Turn the lines below into a JSON list of strings, one string per line, with blank lines left out.

## Listing
start
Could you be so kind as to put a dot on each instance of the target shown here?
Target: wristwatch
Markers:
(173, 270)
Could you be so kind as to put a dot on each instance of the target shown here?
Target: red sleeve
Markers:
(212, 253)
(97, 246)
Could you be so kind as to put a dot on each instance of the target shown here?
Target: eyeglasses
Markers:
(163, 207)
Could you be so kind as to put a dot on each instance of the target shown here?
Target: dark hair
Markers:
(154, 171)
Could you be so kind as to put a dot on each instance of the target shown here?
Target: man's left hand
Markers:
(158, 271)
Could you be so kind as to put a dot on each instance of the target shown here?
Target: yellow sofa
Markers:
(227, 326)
end
## Reply to the task
[
  "Could you be so kind as to put a dot on each instance of the target shown here?",
  "Target: wristwatch",
  "Markers:",
  "(173, 270)",
  "Could you be so kind as to put a dot on each instance of the target shown here?",
  "Target: red sleeve",
  "Markers:",
  "(212, 253)",
  "(97, 246)",
  "Could you be so kind as to put a dot on each instance of the target shown here?",
  "Target: eyeglasses",
  "Markers:",
  "(163, 207)",
  "Could you be so kind as to put a dot on each instance of the target shown here?",
  "Target: dark hair",
  "Markers:",
  "(154, 171)",
  "Could you be so kind as to put a dot on each instance of the target shown here?",
  "Target: man's left hand",
  "Markers:",
  "(158, 271)",
  "Could you be so kind as to put a dot on each instance of the target shown here?",
  "Target: yellow sofa",
  "Markers:",
  "(227, 326)"
]